# Start of Material provided
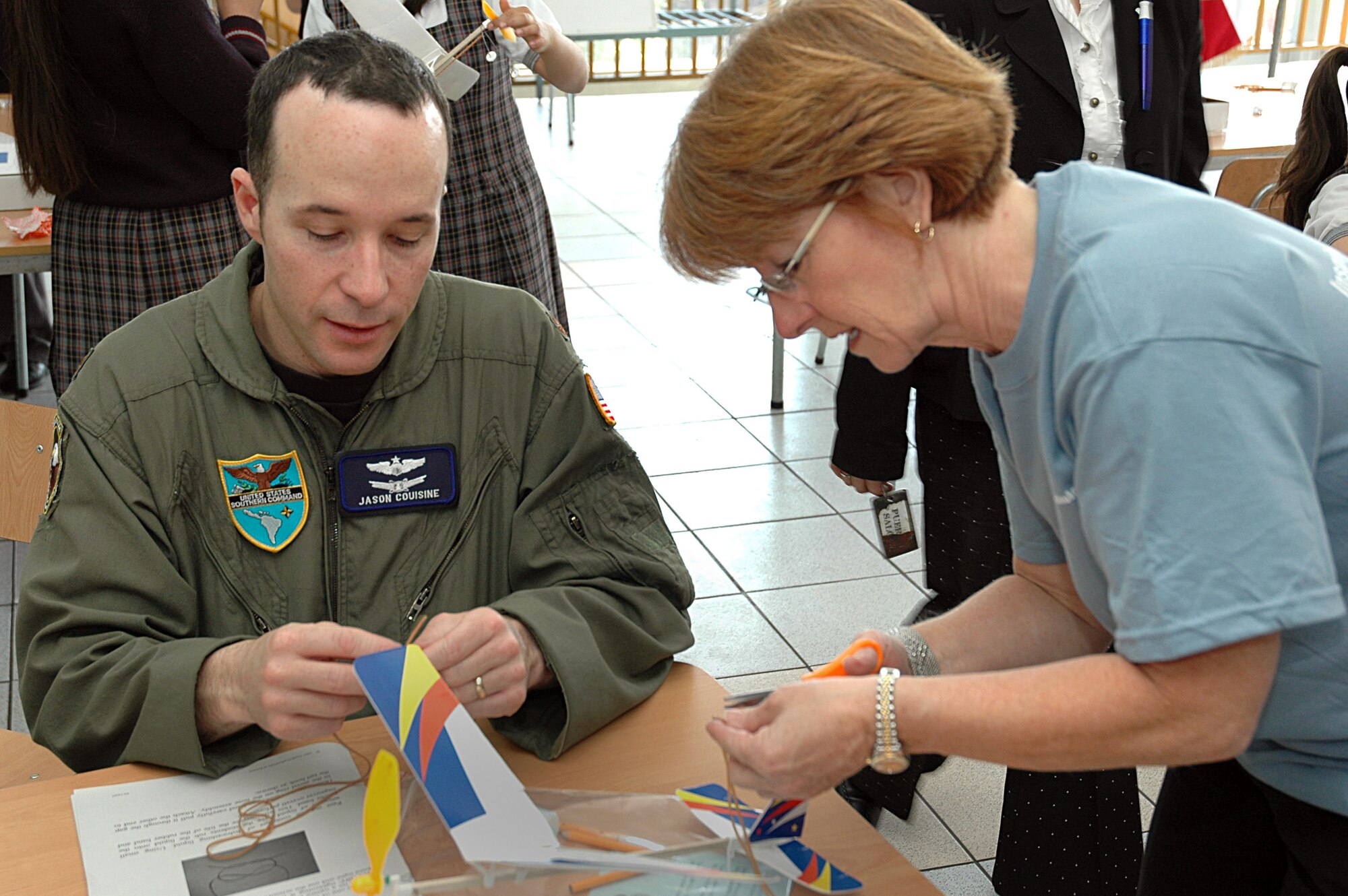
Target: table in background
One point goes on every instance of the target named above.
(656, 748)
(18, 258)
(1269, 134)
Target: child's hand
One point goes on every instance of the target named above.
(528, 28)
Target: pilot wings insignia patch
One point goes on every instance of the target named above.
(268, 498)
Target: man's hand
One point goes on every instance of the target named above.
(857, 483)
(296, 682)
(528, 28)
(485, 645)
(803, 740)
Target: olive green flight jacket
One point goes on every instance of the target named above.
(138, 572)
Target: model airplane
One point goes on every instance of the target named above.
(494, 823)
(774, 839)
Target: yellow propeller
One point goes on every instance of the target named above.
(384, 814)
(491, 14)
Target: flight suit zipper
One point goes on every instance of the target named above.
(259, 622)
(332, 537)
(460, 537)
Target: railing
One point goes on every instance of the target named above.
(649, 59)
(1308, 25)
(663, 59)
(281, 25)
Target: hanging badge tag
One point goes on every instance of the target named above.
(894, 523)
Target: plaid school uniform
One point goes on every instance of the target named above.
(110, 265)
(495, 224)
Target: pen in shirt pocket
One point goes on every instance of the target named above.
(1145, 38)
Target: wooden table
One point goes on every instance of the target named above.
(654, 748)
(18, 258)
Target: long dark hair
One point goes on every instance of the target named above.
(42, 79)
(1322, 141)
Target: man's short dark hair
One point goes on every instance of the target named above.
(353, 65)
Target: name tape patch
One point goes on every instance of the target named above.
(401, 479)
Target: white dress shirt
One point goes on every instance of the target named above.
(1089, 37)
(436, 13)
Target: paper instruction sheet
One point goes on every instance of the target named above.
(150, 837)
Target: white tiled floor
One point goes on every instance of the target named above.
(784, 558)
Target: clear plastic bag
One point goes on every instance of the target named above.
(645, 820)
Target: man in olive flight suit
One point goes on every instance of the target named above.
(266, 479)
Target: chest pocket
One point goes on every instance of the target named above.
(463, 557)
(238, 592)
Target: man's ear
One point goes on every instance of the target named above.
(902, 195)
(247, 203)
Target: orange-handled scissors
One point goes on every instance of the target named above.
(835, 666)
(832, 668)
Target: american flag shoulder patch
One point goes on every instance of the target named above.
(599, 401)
# End of Material provided
# Start of Material provided
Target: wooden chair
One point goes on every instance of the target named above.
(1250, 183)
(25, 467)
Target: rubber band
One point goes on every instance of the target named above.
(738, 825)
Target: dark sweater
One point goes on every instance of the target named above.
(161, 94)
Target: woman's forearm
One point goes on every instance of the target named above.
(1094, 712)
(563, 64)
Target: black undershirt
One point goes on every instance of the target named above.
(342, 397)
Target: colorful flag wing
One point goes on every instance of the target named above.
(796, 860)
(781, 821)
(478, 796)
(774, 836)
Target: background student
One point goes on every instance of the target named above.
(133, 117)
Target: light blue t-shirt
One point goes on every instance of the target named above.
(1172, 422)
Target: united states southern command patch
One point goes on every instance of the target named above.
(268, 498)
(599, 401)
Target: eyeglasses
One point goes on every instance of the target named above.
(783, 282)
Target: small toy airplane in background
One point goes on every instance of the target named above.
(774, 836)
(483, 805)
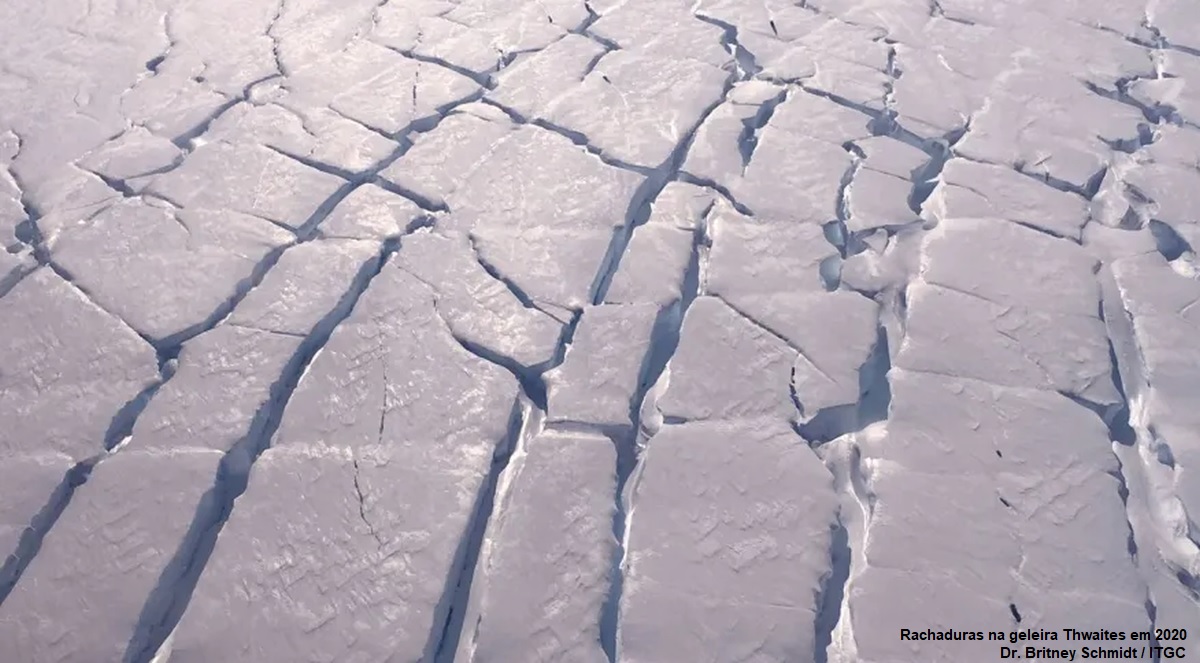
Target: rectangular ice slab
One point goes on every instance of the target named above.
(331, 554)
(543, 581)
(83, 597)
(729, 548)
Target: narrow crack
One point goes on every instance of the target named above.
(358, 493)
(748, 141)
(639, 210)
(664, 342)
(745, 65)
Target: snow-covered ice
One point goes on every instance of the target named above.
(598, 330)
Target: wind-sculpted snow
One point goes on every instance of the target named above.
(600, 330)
# End of Material provided
#### Work to do:
Please identify every line in the listing above that contains the word "olive", and copy each of those lines.

#### The result:
Target: olive green flight jacket
Target: man in olive flight suit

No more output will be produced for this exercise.